* [Given records]
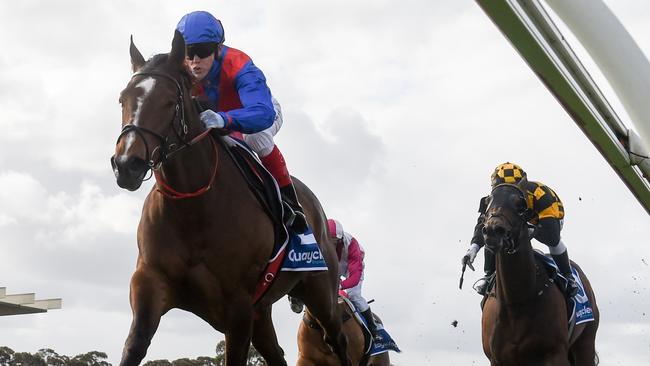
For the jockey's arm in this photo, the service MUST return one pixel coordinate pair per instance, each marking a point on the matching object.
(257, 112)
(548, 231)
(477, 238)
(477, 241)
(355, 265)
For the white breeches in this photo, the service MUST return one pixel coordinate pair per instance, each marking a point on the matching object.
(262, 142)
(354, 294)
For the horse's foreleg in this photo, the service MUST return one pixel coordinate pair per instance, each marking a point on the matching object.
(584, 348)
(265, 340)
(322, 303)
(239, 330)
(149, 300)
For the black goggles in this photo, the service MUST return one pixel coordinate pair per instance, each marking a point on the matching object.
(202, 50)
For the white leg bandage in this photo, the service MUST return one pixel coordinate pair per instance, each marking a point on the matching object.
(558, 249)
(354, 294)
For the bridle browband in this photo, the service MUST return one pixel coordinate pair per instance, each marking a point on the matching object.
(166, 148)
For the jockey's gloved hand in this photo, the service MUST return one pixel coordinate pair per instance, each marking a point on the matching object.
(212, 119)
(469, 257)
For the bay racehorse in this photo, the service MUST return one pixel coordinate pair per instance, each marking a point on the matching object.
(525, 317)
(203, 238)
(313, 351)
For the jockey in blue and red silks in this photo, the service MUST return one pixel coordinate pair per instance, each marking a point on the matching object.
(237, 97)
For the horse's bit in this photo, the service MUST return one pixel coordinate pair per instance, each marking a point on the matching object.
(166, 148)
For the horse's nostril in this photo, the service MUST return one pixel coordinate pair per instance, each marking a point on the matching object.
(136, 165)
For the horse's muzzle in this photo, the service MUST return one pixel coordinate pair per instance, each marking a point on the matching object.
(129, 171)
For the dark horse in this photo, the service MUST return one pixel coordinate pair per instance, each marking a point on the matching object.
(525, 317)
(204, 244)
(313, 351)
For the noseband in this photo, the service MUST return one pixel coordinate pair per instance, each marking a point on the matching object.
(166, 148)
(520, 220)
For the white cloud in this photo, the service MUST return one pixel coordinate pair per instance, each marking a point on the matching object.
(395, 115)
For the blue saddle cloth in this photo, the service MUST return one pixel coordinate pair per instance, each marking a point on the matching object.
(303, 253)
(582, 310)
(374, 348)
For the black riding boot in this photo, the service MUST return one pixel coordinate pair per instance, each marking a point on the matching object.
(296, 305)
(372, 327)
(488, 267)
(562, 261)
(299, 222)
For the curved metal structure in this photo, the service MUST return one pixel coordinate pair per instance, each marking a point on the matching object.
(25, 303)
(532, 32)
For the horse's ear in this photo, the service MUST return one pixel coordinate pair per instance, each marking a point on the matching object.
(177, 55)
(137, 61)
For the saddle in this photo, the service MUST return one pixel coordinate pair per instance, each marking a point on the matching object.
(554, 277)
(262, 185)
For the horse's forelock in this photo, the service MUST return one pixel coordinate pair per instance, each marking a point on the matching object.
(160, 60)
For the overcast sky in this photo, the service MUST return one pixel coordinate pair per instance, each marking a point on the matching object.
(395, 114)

* [Problem requirements] Switch every "MUST" in the items above to "SHOULD", change nothing else, and write the lines out again without the pictures.

* [Final result]
For the jockey's arm in this photo, the service SHOULD return one pixel coordinate pair per instance, each marking a point on the matching object.
(257, 112)
(548, 231)
(477, 238)
(477, 241)
(355, 265)
For the white breeches in this photo, the service SHOULD return one pixel coordinate pair per instance, each marking a point on the matching object.
(262, 142)
(354, 294)
For the horse's foreleg in this photo, the service SHOULD return one pixel coordinate pair per instance, each marking a point on the matching object.
(584, 348)
(265, 340)
(322, 303)
(239, 330)
(149, 300)
For the black goggles in this photo, the service SHOULD return one pixel coordinate pair per instance, each marking a point on the matching object.
(202, 50)
For the white leg bandage in this photo, the service SHOULD return one pixel coordinate pair per instance, each marking a point on the matching object.
(558, 249)
(354, 294)
For the bridle browband in this photo, the service SHOULD return one pixel coordinate pair per instance, each marking a point on the matching object.
(166, 148)
For the jockey's gloved hand in this photo, the service SHOULD return one pixel coordinate pair per instance, each marking a point on the matching object.
(212, 119)
(469, 257)
For the bay racehorse in this photo, the service SHOULD return one pixel coordinate pair per instance, each marking a point on the matching object.
(525, 317)
(203, 238)
(313, 351)
For the jockey in blue and red silks in this photo, the service SHOULD return one pixel coordinate pair per instance, each marking a point on the matching object.
(237, 97)
For the horse's bit in this photo, the service SHOULD return one pixel coordinate pair per instance, each marking a point on the matching object.
(166, 148)
For the horse's nostril in this photo, the service SHOULD return one pixel coordinate pair per instance, each marking a point on the matching object.
(136, 165)
For the horse's muzzle in this photo, the service SHOULD return one pixel coordinate pair per instance, each marking a point on the matching object.
(129, 171)
For the dark horse in this photo, the service SHOULD return one pixel coordinate pair per instance, each marking a point on the matching object.
(525, 317)
(204, 244)
(313, 351)
For the noseband in this photo, the service SHOULD return one pixel coordinate pair per instance, each marking a point on the matching object.
(166, 148)
(520, 220)
For the white cloud in this photo, the service SHOULD return one pixel coordinate pair per instance, each marking a point on the matching object.
(395, 115)
For the blue saddle cloth in this photo, the service SHOULD return one pixel coordinate pair per instance, each marking a point on the matching object.
(303, 253)
(582, 310)
(374, 348)
For the black riding boot in this photo, the service SHOULD return one pixel coordinate pair per instance, each marking a point on the matching object.
(296, 305)
(372, 327)
(488, 267)
(562, 261)
(299, 222)
For the curved metal structure in this photo, the service SHOULD return one pixel coordinate pair per instance, each marking a point on the matching object.
(25, 303)
(532, 32)
For the horse's ear in this photo, the service SHOULD return one pixel coordinate pair per instance, each marking a point on the matching object.
(177, 55)
(137, 61)
For the saddle in this photo, the service SHOULD return one pixel coordinate pair per instance, each marking a point on the matching object.
(554, 277)
(262, 185)
For the horse's forelock in this photo, the service SHOULD return one pixel coordinate pair per instance, each marking a point on the matching object.
(160, 60)
For the overcast sky in this photo, the service SHOULD return one pixel coordinate pair per instance, each marking a point on the matching object.
(395, 114)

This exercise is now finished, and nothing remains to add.